WORK ITEM:
In the stormwater text, swap "ditches" for "channels" and write out the part that opens with the words containing "Stormwater Drainage in" and closes with "as stormwater pollution.".

*** READING PASSAGE

In 2009, the lift station pumps both failed and had to be replaced with the current pumps. The new pumps cost $190,000. The City was able to pay for them using the sewer reserve fund. That fund was pretty well depleted by this expense and has not yet recovered. A portion of what citizens pay every year in utility bills is added into the reserve funds for sewer and water. These funds are then available for emergency repairs or planned upgrades.

What is Stormwater?

Stormwater is water from rain or melting snow that does not soak into the ground. It flows from rooftops, over paved areas, bare soil, and sloped lawns. As it flows, stormwater runoff collects and transports animal waste, litter, salt, pesticides, fertilizers, oil & grease, soil and other potential pollutants.

 

Stormwater Drainage in Halsey

Halsey’s drainage system primarily consists of a series of ditches that flow into two main ditches, which then flow directly into muddy creek and ultimately into the Willamette River. The stormwater system is entirely separate from the sewer system, which means that contaminated stormwater entering the local waterways via our drainage system is untreated, and otherwise known as stormwater pollution.

******
*** DATA SUPPLIED

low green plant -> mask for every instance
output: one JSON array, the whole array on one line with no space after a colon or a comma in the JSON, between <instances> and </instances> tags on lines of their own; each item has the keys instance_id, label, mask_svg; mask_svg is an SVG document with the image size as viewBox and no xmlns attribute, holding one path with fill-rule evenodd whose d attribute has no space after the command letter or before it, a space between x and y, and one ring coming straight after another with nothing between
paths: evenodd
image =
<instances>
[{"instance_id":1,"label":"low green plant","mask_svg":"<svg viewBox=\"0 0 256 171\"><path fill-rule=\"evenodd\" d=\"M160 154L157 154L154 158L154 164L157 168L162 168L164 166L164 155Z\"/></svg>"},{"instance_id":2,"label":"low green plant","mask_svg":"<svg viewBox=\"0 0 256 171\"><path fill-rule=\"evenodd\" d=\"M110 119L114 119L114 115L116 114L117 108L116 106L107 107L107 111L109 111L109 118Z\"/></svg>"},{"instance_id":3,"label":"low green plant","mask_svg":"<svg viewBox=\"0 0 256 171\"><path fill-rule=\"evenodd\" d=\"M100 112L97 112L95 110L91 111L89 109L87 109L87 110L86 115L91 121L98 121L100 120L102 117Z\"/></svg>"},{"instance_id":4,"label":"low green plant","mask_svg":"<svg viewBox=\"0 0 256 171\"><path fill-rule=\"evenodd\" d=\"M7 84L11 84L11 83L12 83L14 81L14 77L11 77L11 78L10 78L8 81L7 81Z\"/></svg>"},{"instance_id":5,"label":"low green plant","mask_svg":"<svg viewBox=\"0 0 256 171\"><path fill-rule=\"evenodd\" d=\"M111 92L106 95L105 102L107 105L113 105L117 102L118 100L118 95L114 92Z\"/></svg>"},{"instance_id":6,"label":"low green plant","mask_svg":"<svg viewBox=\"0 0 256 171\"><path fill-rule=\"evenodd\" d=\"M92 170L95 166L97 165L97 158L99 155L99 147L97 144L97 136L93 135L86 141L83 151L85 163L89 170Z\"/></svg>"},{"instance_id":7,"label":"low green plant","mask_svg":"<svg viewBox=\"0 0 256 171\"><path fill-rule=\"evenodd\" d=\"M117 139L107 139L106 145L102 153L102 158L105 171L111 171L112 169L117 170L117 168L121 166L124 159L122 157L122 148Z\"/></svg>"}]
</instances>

******

SOLUTION TO THE EXERCISE:
Stormwater Drainage in Halsey

Halsey’s drainage system primarily consists of a series of channels that flow into two main channels, which then flow directly into muddy creek and ultimately into the Willamette River. The stormwater system is entirely separate from the sewer system, which means that contaminated stormwater entering the local waterways via our drainage system is untreated, and otherwise known as stormwater pollution.